+++ Brano da leggere +++

Newsletter, Omaggi, Area acquisti e molto altro. Scopri la tua area riservata: Registrati Entra Scopri l'Area Riservata: Registrati Entra
Home / Articoli / La filosofia di Martin Heidegger

La filosofia di Martin Heidegger

di Manuela Ritte - 08/07/2010




All'inizio di Essere e tempo Martin Heidegger riporta le seguenti parole di Platone: "Sembra che voi siate già da molto tempo familiari con ciò che intendete dire, quando usate l'espressione "essente". Noi una volta pensavamo di intenderlo, ma ora ci è rimasto solo imbarazzo."

[1] Heidegger ripropone la questione del senso e della verità dell'essere, che egli vede chiaramente caduta in oblio. Oblio dell'essere (Seinsvergessenheit) significa per Heidegger la dimenticanza del proprio essere in contrasto col nulla e la mancanza dello stupore che questo incontro dovrebbe suscitare: "Solo l'uomo fra tutti gli essenti può conoscere, chiamato dalla voce dell'essere, la meraviglia delle meraviglie: che qualcosa è."[2] E non gli mancano le espressioni per descrivere questo stato: Heidegger parla di Abfall (deiezione), Verfall (rovina) e Zerfall (decadimento).  Però normalmente, come dice in Essere e tempo, opera capitale uscita per la prima volta nel 1927, la questione non viene solo dichiarata come superflua, ma la sua mancanza viene anche argomentata: si dice che l'essere non è solo il concetto più generale ma anche che è assolutamente vuoto e che questa parola indefinibile non avrebbe neanche bisogno di una definizione. Ognuno la usa in qualsiasi momento e ha già dentro di sé l'intendimento di che cosa sta significando. Per questo motivo secondo Heidegger, sarebbe diventato una cosa ovvia, sonnenklar (chiaro come il sole), quello svelato che ancora ai tempi antichi era in grado di suscitare grande sconcerto e incapacitazione.

+++

* Esercizio assegnato 1
Ricopia senza cambiamenti, fra le voci, il tratto che si apre con la riga contenente "Would you kindly indicate the mlb" e si chiude con quella contenente "column 312, row 108", incluse entrambe.

+++ Materiale fornito +++

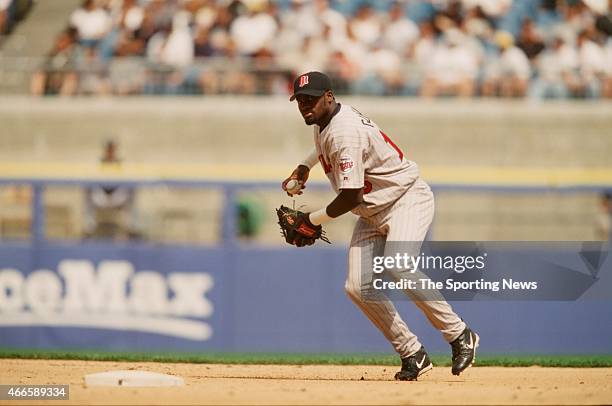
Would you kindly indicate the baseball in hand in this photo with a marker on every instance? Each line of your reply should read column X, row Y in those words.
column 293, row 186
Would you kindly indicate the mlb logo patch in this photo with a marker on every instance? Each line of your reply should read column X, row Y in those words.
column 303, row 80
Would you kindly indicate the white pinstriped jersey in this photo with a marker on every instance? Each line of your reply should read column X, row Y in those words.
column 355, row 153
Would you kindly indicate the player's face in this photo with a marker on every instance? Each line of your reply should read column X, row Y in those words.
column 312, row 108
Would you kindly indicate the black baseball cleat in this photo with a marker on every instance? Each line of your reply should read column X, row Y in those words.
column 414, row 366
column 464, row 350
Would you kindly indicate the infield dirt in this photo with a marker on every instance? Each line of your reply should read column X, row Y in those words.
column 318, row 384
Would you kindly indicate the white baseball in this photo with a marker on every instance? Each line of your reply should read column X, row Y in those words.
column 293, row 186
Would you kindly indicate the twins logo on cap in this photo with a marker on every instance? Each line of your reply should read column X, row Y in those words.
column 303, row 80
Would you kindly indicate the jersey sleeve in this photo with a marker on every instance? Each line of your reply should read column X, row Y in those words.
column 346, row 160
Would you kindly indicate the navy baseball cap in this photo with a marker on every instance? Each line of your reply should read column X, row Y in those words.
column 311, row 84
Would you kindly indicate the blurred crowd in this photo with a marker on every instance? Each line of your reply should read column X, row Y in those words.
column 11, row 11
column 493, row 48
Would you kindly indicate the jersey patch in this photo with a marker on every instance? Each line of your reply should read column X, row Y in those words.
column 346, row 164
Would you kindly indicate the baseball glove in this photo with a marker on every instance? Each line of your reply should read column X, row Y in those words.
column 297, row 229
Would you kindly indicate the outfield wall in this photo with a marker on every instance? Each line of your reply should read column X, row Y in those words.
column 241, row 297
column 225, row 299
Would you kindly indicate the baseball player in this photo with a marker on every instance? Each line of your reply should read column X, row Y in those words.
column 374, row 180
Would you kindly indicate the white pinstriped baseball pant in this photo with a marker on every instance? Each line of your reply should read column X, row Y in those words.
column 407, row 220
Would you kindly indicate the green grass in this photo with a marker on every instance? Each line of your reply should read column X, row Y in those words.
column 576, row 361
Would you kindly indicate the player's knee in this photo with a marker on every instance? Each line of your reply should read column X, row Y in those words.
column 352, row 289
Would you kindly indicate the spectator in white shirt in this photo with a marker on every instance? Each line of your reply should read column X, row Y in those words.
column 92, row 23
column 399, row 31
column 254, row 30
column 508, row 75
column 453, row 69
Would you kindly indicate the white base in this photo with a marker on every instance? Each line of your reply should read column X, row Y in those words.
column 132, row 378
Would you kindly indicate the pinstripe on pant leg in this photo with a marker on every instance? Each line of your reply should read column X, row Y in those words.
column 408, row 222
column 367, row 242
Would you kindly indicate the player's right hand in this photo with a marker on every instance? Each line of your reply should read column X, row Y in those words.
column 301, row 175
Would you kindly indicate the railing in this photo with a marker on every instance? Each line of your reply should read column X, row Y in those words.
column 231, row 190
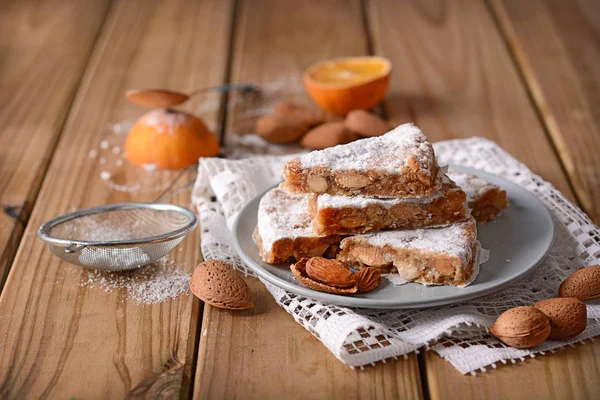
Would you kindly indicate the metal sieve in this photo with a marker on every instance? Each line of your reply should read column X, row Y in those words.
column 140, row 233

+++

* Esercizio assegnato 2
Riproduci per intero e senza modifiche il testo sulla filosofia di Martin Heidegger.

* Risposta completa 1
Would you kindly indicate the mlb logo patch in this photo with a marker on every instance? Each line of your reply should read column X, row Y in those words.
column 303, row 80
Would you kindly indicate the white pinstriped jersey in this photo with a marker on every instance? Each line of your reply should read column X, row Y in those words.
column 355, row 153
Would you kindly indicate the player's face in this photo with a marker on every instance? Each line of your reply should read column X, row Y in those words.
column 312, row 108

* Risposta completa 2
Newsletter, Omaggi, Area acquisti e molto altro. Scopri la tua area riservata: Registrati Entra Scopri l'Area Riservata: Registrati Entra
Home / Articoli / La filosofia di Martin Heidegger

La filosofia di Martin Heidegger

di Manuela Ritte - 08/07/2010




All'inizio di Essere e tempo Martin Heidegger riporta le seguenti parole di Platone: "Sembra che voi siate già da molto tempo familiari con ciò che intendete dire, quando usate l'espressione "essente". Noi una volta pensavamo di intenderlo, ma ora ci è rimasto solo imbarazzo."

[1] Heidegger ripropone la questione del senso e della verità dell'essere, che egli vede chiaramente caduta in oblio. Oblio dell'essere (Seinsvergessenheit) significa per Heidegger la dimenticanza del proprio essere in contrasto col nulla e la mancanza dello stupore che questo incontro dovrebbe suscitare: "Solo l'uomo fra tutti gli essenti può conoscere, chiamato dalla voce dell'essere, la meraviglia delle meraviglie: che qualcosa è."[2] E non gli mancano le espressioni per descrivere questo stato: Heidegger parla di Abfall (deiezione), Verfall (rovina) e Zerfall (decadimento).  Però normalmente, come dice in Essere e tempo, opera capitale uscita per la prima volta nel 1927, la questione non viene solo dichiarata come superflua, ma la sua mancanza viene anche argomentata: si dice che l'essere non è solo il concetto più generale ma anche che è assolutamente vuoto e che questa parola indefinibile non avrebbe neanche bisogno di una definizione. Ognuno la usa in qualsiasi momento e ha già dentro di sé l'intendimento di che cosa sta significando. Per questo motivo secondo Heidegger, sarebbe diventato una cosa ovvia, sonnenklar (chiaro come il sole), quello svelato che ancora ai tempi antichi era in grado di suscitare grande sconcerto e incapacitazione.